= Beginning of Section =

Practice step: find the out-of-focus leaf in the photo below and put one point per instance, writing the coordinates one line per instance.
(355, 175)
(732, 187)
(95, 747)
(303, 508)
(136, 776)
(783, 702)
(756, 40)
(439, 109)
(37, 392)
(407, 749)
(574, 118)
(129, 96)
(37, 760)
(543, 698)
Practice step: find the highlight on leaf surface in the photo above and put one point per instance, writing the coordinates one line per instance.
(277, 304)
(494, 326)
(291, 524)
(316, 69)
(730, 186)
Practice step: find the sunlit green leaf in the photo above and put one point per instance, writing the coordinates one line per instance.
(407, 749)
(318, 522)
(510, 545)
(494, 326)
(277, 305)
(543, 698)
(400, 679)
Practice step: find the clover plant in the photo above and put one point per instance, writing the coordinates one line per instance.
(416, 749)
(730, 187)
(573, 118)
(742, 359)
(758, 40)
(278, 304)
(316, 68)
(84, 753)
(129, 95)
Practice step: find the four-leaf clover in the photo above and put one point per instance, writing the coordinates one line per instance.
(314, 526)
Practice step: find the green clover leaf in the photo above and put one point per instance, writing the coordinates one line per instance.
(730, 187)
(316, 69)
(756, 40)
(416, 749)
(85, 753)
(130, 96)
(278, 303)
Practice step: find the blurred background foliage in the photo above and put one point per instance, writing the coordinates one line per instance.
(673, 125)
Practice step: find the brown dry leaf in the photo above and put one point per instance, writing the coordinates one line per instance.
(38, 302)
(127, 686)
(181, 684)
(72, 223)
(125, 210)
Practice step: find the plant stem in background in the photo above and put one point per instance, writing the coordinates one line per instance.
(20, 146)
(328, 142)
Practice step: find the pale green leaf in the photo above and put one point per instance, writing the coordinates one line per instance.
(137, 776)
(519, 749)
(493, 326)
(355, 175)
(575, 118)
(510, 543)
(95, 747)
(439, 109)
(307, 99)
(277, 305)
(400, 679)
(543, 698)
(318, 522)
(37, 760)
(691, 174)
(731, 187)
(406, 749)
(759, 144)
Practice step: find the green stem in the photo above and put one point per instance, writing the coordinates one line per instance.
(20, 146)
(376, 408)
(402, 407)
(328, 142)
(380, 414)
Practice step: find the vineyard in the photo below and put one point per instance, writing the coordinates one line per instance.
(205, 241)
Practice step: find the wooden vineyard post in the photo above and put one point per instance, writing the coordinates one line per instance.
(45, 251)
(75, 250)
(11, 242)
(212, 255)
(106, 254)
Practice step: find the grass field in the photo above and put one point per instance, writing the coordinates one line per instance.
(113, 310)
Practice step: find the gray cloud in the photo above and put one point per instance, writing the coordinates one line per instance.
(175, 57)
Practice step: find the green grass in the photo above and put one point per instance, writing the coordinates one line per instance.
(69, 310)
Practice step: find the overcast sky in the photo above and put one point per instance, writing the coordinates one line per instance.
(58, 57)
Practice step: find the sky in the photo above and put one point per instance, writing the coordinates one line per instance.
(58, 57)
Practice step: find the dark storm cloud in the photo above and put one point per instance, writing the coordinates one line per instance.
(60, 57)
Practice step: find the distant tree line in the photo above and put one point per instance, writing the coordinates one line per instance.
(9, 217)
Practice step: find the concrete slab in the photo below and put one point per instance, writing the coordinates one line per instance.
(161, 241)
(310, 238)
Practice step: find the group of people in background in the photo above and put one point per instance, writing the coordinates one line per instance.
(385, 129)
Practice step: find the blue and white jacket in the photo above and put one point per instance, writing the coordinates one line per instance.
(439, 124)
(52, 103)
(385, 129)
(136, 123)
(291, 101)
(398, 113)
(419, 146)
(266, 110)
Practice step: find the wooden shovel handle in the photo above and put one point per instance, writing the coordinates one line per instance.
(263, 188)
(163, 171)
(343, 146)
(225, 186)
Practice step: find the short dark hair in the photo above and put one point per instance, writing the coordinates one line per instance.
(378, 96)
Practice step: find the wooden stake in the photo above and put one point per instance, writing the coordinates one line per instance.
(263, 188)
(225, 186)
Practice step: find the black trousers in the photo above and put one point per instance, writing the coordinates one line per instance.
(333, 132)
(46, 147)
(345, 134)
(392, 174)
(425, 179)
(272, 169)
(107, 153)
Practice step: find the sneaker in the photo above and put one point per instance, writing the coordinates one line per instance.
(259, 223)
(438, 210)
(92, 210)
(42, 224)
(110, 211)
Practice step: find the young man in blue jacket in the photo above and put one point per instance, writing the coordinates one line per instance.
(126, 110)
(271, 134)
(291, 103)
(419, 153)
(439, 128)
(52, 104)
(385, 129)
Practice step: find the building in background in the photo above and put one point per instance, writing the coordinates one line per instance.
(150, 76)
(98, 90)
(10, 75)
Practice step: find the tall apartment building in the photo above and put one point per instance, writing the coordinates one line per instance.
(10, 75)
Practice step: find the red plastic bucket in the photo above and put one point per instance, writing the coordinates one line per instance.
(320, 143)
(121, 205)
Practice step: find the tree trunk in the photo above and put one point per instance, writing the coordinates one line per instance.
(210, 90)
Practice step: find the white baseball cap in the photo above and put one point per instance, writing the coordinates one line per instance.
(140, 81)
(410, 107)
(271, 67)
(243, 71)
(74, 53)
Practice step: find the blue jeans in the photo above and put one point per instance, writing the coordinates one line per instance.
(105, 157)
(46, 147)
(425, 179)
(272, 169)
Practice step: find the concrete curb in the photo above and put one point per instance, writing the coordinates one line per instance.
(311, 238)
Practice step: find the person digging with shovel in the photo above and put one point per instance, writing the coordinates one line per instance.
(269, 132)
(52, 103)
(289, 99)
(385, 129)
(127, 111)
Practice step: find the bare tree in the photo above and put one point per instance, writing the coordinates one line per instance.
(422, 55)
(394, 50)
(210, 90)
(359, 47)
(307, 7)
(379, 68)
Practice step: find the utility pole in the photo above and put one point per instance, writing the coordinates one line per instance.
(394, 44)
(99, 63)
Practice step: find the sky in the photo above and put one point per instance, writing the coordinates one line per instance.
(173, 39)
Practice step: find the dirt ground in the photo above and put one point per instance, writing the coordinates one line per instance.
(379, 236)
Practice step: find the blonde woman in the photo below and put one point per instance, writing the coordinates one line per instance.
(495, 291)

= End of Section =

Could you repeat every record word for word?

● Answer box
Practice step: find the out-of-focus leaf in the photo below and put one point per instance, writing the coordinates one line per instance.
(355, 175)
(732, 187)
(95, 747)
(303, 508)
(136, 776)
(783, 702)
(756, 40)
(439, 109)
(37, 392)
(407, 749)
(574, 118)
(129, 96)
(37, 760)
(543, 698)
Practice step: find the highlight on leaf surface in the photo above and put one point per instance, writing the coordinates one line per instance.
(277, 304)
(494, 326)
(291, 524)
(316, 69)
(730, 186)
Practice step: find the sunlit green leaf in the photo above and put one point per instance, writing the coordinates one line per instance.
(407, 749)
(318, 522)
(510, 545)
(494, 326)
(277, 305)
(543, 698)
(400, 679)
Practice step: find the clover plant in the photo above and put one point per instance, writing the coordinates one line per instance.
(416, 749)
(730, 187)
(573, 118)
(742, 359)
(758, 40)
(278, 304)
(316, 68)
(84, 753)
(129, 95)
Practice step: find the four-leaf clover in the photo above and put one point per instance, writing the coordinates one line per instance.
(314, 526)
Practice step: find the green clover leaf in the photo above and put one point per instance, writing the coordinates one line per instance.
(730, 187)
(316, 69)
(756, 40)
(416, 749)
(85, 753)
(130, 96)
(278, 303)
Practice step: find the blurred background foliage in the photo above and put one point per instance, writing the coordinates one line per instance.
(673, 125)
Practice step: find the brown dry leaf in the photo above and put one point per instance, writing the coordinates one line per instance.
(38, 302)
(127, 686)
(181, 684)
(72, 223)
(125, 210)
Practice step: find the plant stem in background in the photo above and put one point per instance, writing the coordinates one line per instance.
(20, 146)
(328, 142)
Practice step: find the pale green leaf in the photo above and put one point per instance, writing the coordinates one line per instance.
(137, 776)
(519, 749)
(493, 326)
(355, 175)
(575, 118)
(510, 543)
(95, 747)
(439, 109)
(307, 99)
(277, 305)
(400, 679)
(543, 698)
(318, 522)
(37, 760)
(691, 174)
(731, 187)
(406, 749)
(759, 144)
Practice step: find the green stem in the photo above and put one point per instance, writing the coordinates one line per instance.
(20, 146)
(376, 408)
(402, 407)
(328, 142)
(380, 414)
Practice step: find the vineyard in the photo below and put one point per instance, writing the coordinates one line per instance.
(205, 241)
Practice step: find the wooden vineyard post in the photo above and put one point per instance, writing the coordinates one line per instance.
(45, 251)
(75, 250)
(11, 242)
(212, 255)
(106, 254)
Practice step: find the grass field in the photo above and put one point per instance, writing the coordinates one line per instance.
(113, 310)
Practice step: find the gray cloud in the photo above and put one point per instance, writing the coordinates one line per instance.
(175, 57)
Practice step: find the green grass in the photo above and put one point per instance, writing the coordinates one line per instance.
(69, 310)
Practice step: find the overcast sky in the photo above and put one point per instance, writing the coordinates one line per instance.
(58, 57)
Practice step: find the sky in the photo above and put one point per instance, writing the coordinates one line per instance.
(58, 57)
Practice step: find the dark storm cloud in the photo above and put one point per instance, writing the coordinates one line per instance.
(60, 57)
Practice step: find the distant tree line in the photo above and put one point per instance, writing the coordinates one line per instance.
(9, 217)
Practice step: find the concrete slab in the photo below and put one point per instance, writing the coordinates one line per instance.
(161, 241)
(310, 238)
Practice step: find the group of people in background in the photo above and put one point per instance, writing the coordinates one line per instance.
(385, 129)
Practice step: find the blue and white jacket in the photo above and put one point per instance, writing the coordinates one line per instance.
(439, 124)
(52, 103)
(385, 129)
(136, 123)
(291, 101)
(398, 113)
(419, 146)
(266, 110)
Practice step: find the wooden shovel handle in the photo above and put one point per instance, writing the coordinates one line per instance.
(263, 188)
(163, 171)
(343, 146)
(225, 186)
Practice step: find the short dark hair in the photo above and put one point per instance, writing the coordinates one line per instance.
(378, 96)
Practice step: find the wooden stake in the photo above and put one point per instance, writing the coordinates one line per instance.
(263, 188)
(225, 186)
Practice step: find the black trousers in the photo above and put one point per instance, writing the coordinates one line per instance.
(333, 132)
(46, 147)
(345, 134)
(392, 174)
(425, 179)
(272, 169)
(107, 153)
Practice step: find the sneaker in the photo above and put one point per instance, writing the coordinates one line per instance.
(259, 223)
(438, 210)
(92, 210)
(42, 224)
(110, 211)
Practice step: find the young man in blue jacket in the photo above and put one point per instance, writing the coordinates one line per instance.
(126, 110)
(271, 134)
(291, 103)
(419, 153)
(439, 128)
(52, 104)
(385, 129)
Practice step: find the building in background in the photo above and put one point per instance, writing the coordinates one line per instance.
(150, 76)
(98, 90)
(10, 75)
Practice step: find the tall apartment building in the photo above and put one point per instance, writing the coordinates one line per instance.
(10, 75)
Practice step: find the red plastic bucket in the photo above and put one point per instance, writing the coordinates one line per instance.
(320, 143)
(121, 205)
Practice step: find the tree trunk in the photo above and put one point per instance, writing the coordinates one line per instance.
(210, 90)
Practice step: find the white baseball cap in the photo above and put one point per instance, writing the coordinates one line per instance.
(140, 81)
(410, 107)
(271, 67)
(243, 71)
(74, 53)
Practice step: find the blue jeans in the photo above and put one point per instance, writing the coordinates one line per instance.
(105, 157)
(46, 147)
(425, 179)
(272, 169)
Practice step: find the concrete curb in the photo above and put one point per instance, writing the coordinates one line per instance.
(311, 238)
Practice step: find the person digging with shovel in the photo above and put one point per instance, writing the coordinates one line per instance.
(269, 132)
(52, 103)
(289, 99)
(385, 129)
(127, 111)
Practice step: find the bare tree in the photo above and put one point per instance, writing the coordinates one line per instance.
(422, 55)
(394, 50)
(210, 90)
(359, 47)
(307, 7)
(379, 68)
Practice step: find the utility pole in the photo above and put one point per instance, writing the coordinates one line per instance.
(394, 44)
(99, 63)
Practice step: find the sky in the photo above and put one point per instance, writing the coordinates one line per instance.
(173, 39)
Practice step: find the dirt ground in the photo above and put one point per instance, writing the coordinates one line per instance.
(379, 236)
Practice step: find the blonde woman in the photo below and put one point per instance, writing the coordinates one line per instance.
(495, 291)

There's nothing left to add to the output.